## WHAT IS REQUIRED
Return each line below exactly as it reads, and omit any image in it.

(Stored data entries)
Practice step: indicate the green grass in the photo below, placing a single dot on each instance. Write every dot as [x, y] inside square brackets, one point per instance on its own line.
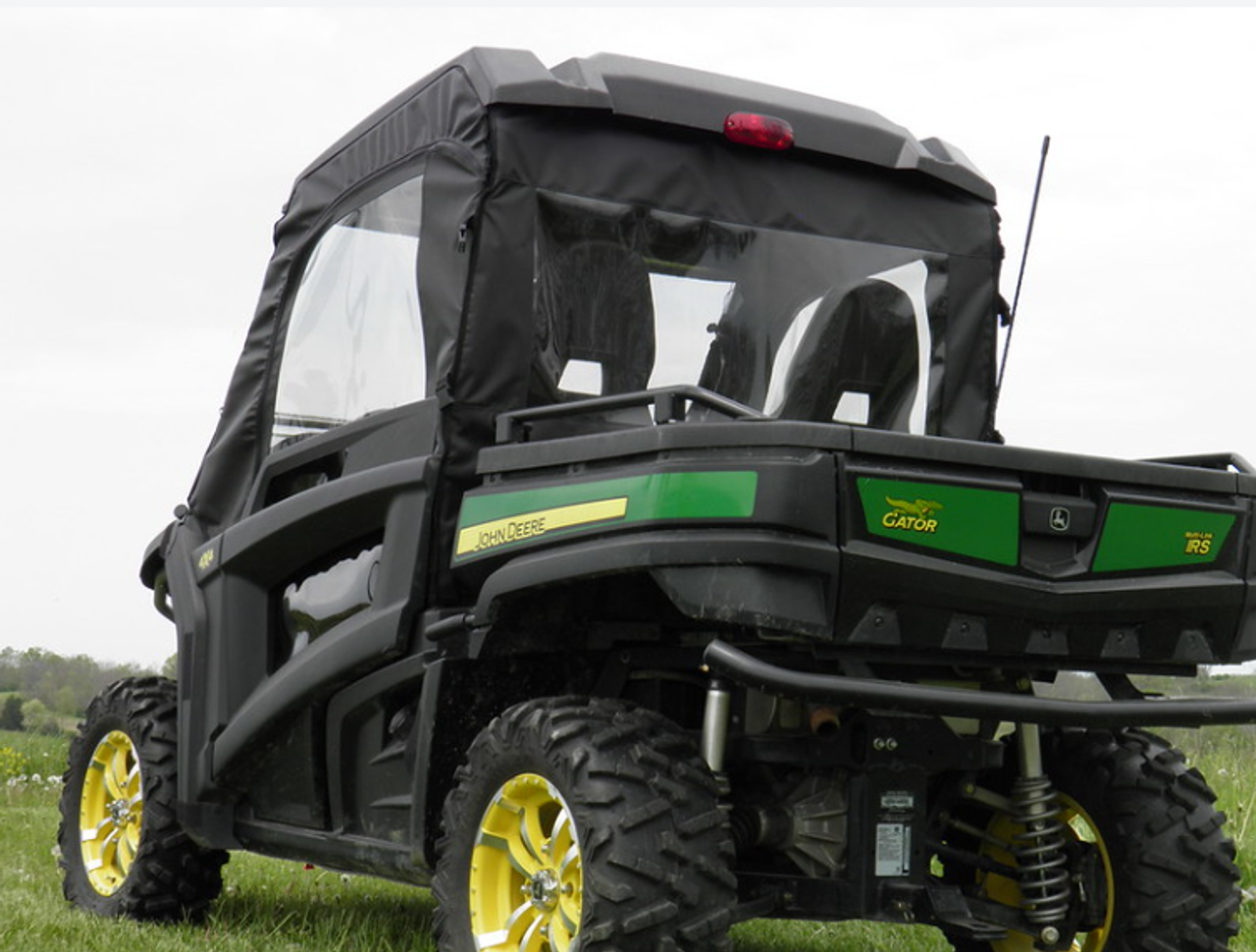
[270, 906]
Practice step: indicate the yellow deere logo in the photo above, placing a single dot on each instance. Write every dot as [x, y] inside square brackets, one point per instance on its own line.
[912, 516]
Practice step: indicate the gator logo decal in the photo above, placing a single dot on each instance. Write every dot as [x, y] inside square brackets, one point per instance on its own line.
[912, 516]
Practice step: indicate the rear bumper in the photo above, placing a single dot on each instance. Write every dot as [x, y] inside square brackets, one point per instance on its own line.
[730, 662]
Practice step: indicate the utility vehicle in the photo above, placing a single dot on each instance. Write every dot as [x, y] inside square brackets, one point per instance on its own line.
[606, 526]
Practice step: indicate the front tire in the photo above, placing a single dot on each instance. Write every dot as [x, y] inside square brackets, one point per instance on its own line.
[583, 824]
[122, 849]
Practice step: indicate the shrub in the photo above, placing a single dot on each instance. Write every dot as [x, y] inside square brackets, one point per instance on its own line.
[10, 714]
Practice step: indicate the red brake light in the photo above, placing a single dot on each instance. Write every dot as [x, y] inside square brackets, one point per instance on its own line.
[760, 131]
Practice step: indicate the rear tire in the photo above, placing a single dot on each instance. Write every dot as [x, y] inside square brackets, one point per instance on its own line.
[122, 849]
[583, 824]
[1170, 868]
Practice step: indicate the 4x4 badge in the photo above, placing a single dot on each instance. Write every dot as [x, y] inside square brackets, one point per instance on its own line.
[1060, 519]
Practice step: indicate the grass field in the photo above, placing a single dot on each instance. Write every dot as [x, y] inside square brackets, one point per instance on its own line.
[272, 906]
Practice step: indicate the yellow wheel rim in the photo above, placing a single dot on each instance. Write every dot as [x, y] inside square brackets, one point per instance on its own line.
[526, 874]
[111, 813]
[1008, 890]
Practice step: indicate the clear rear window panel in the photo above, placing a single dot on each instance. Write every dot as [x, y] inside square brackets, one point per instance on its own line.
[797, 326]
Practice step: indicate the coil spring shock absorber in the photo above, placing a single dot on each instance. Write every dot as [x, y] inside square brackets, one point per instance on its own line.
[1039, 847]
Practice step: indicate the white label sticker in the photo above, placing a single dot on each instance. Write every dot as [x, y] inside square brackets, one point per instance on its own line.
[893, 845]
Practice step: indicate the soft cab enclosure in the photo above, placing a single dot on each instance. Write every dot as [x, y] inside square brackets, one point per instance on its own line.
[593, 228]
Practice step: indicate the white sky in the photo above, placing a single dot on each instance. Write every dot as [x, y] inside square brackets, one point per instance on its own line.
[146, 155]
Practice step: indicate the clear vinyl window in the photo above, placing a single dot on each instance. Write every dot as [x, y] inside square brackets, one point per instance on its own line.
[354, 341]
[798, 326]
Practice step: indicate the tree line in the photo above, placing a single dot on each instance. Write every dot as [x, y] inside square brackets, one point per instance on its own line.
[39, 688]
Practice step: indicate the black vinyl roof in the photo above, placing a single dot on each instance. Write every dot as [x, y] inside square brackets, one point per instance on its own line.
[645, 89]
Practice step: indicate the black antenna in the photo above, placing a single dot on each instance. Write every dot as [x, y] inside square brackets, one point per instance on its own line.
[1020, 278]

## SOLUTION
Practice step: indicate the green grass in the photo below, placing a single dot on each instance. Write every dot as [x, y] inside square brackets, one point per instance on its own line.
[270, 906]
Practice step: indicate the yellow deere logo in the photo above, placing a single dot on each instance. Write every dot as [x, y] inside square brackets, one point per instance on its own line.
[912, 516]
Practice step: indicate the gator logo decal in the photo above, placing a single dot on each instance. Write every dot as [x, y] inside square brackets, one point per instance on its own line.
[912, 516]
Practice step: indicate the rear bumper in the photo above, placing a single dot on each instance. Write every dot as [x, y] inside square brackets, one point per instance on its own line.
[730, 662]
Practice step: indicate the utility vehicle in the photo above, placing a single dot on each instance. Write every dot as [x, y] inside square brackets, one point per instance on its own line.
[606, 526]
Practice step: indicate the front tire in the photo above, placing a single dot on each instance. Write every dot as [x, y] inside square brackets, one point per instance on its own line.
[583, 824]
[122, 849]
Practice step: indicate the shrub in the photo above, placing a single dot on each instance. Write every dot as [x, y] inside square brackets, one point per instance on its own line.
[10, 714]
Practice step: indicate the red brake light in the photo above, placing a single dot on each instance. Write every dot as [x, y] inside square brackets, one point per instance on its own line.
[760, 131]
Practice step: indicate the rear tire in the photo above, placing a single dot on each instance. Write every dot as [x, y] inside square brackets, one point per instance on its own line.
[122, 849]
[583, 824]
[1170, 868]
Practice step: indicate the 4x4 badge in the photo above, placing a single dot on each instance. Write every dot as [x, y] inside square brackets, one point per instance on its own line.
[1060, 519]
Practice step: indicate the grass field in the photo above, placing a single dot on each instance. Write every dot as [x, y] inside square brackets, one point per instance on its own line.
[272, 906]
Practice step: indicate the yellow wheel rim in the photo above, placing a single dot on each instance. Write every dot as [x, y] inside square brackets, one point per instance on its own line.
[526, 874]
[111, 813]
[1008, 890]
Practice step: indicate the clear rear window panel in the photo above, placing a single dot on each instance. Write every dot as [x, y] inside square brackets, one point per instance on its own line.
[797, 326]
Practice step: indicate the coil spring shock absorber in the photo above, placing a single dot on each instance. Write every dot as [x, y] inside square brackets, one point per instance on its own line.
[1039, 847]
Practice step: indicate the white label sticker in the photo above, placing a single dot on each instance. Write every dot as [x, y] inside square brackets, one point per instance on its own line.
[893, 845]
Practice step: indicate the soft cab enclosure in the photo above, placing a single dot on each instance. Write every dot as [x, y] inside square brackets, one point per instance on its own line.
[593, 228]
Practice step: indicate the white sky in the photo above, placing a single dot on each instance. Write every dot as [x, y] inside square brackets, one point per instance on its own line.
[146, 155]
Practice step: indicate the clear vinyl window in the photo above, placing a single dot on each instance. Write every dot as [x, y] inside square brackets, one point per instance on its own line.
[354, 341]
[798, 326]
Practice step: indicate the tree line in the photo above, placing a single dot on each instance. Write every dot as [x, y] inside square brackets, one point per instance on its own line.
[39, 688]
Practice step: indicate the black vinyl roof in the photo above, placing a single dot on each instance. Write every dot as [x, y] inside square brackets, one point per instance on its own line.
[645, 89]
Practice step: indicate the black antenna in the photo above, placing a single dot on each instance. Write every dot as [x, y] inside square brackets, one point per instance on its own line.
[1020, 278]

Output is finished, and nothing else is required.